■ **What to work on**:
1 > Translate this sentence from the passage on connection characteristic attributes into Spanish: "SONET, SDH and Ethernet are defined as bi-directional signals."
2 > Reproduce the passage on connection characteristic attributes word for word, starting with "- service type: specifies" and going on through "(e.g. restoration plans).".
3 > In the passage on connection characteristic attributes, what value represents 10GbE in the bandwidth attribute for Ethernet?

■ **Supplied passage**:
..........
3.3.2 Connection characteristic attributes

   The next group of attributes relate to the physical and transmission
   characteristics of a connection.
   - framing: the framing used on the connection is specified using two
     parameters, namely framing type and framing specific attributes:
   - framing type: the line protocol carried on the connection.  The
     following framing types should be supported:
     - SONET T1.105
     - SDH G.707
     - Ethernet IEEE 802.3.x
     - Digital wrapper G.709
     - PDH
     - Transparent (wavelength service)

   - OH termination type: this field is framing specific. For SONET and
     SDH framing this field specifies to what degree the framing
     overhead bytes are terminated. The following values are to be
     supported for UNI 1.0 and they are consistent with ITU
     definitions:
     - RS: signal without termination of any OH.
     - MS: signal with termination of RSOH (section OH) possible
     - VC: signal with termination of RSOH (section OH), MSOH (line
       OH), and TCM OH possible

   Specific values for this field will be defined for each framing type
   if applicable.

   - bandwidth: this attribute is also correlated to framing type. Its
     values will be consistent with the allowable values within the
     selected framing type. For SONET this field will be used to
     indicate the bandwidth of the connection in terms of multiples of
     STS-1 (and VTx, if applicable), to allow for virtual
     concatenation. For SDH this field will be used to indicate the
     bandwidth of the connection in terms of multiples of VC-4s/STM-1s
     (and VC-3, VC-12, VC-11 if applicable), and should allow for
     virtual concatenation. For Ethernet, the values are in multiples
     of Mb/s, so that Gigabit Ethernet is represented as 1000, whilst
     10GbE is represented as 10000.

   - directionality: this attribute will indicate whether the
     connection is uni-directional or bi-directional. SONET, SDH and
     Ethernet are defined as bi-directional signals. However, it should
     be considered for future technologies.

   For reference and comparison with the above framing specifications,
   the T1 and ITU-T defined descriptors for SONET/SDH are given in the
   table 1:





   draft-many-carrier-framework-uni-00.txt                    [page 22]





   - priority, protection and restoration: priority, protection and
     restoration will be represented by two attributes:

   - service type: specifies a class of service.  A carrier may specify
     a range of different classes of service (e.g. gold, silver,
     bronze) with predefined characteristics (e.g. restoration plans).
..........
■ **Dataset**:
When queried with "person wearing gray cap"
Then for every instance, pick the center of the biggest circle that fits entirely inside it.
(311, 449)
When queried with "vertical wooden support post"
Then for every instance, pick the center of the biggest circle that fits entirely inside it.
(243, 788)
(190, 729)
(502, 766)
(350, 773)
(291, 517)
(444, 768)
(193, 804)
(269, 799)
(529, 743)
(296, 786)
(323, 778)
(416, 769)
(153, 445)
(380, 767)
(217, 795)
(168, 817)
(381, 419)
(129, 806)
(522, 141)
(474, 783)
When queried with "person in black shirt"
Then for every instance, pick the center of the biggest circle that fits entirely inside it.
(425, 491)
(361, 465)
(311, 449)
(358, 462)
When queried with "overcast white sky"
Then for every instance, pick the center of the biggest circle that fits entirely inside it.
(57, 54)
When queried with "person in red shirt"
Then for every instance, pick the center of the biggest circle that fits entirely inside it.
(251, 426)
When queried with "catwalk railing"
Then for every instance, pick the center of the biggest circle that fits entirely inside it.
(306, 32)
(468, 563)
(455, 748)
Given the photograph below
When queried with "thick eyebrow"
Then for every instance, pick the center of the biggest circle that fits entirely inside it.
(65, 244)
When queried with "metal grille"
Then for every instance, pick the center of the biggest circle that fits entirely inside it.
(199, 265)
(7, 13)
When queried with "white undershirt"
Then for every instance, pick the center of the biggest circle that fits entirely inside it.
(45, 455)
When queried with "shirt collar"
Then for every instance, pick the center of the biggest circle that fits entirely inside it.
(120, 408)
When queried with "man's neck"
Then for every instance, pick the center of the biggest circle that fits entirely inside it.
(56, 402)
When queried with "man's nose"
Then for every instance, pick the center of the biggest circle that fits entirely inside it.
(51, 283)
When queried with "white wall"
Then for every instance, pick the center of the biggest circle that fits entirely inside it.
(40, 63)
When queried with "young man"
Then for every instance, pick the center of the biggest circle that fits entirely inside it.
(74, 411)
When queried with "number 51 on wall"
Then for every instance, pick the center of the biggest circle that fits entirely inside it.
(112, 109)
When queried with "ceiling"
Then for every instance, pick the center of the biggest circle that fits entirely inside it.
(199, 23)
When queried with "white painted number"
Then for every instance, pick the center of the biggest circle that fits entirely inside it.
..........
■ **Answers to the tasks**:
1 > SONET, SDH y Ethernet se definen como señales bidireccionales.

2 >
- service type: specifies a class of service.  A carrier may specify
     a range of different classes of service (e.g. gold, silver,
     bronze) with predefined characteristics (e.g. restoration plans).

3 > 10000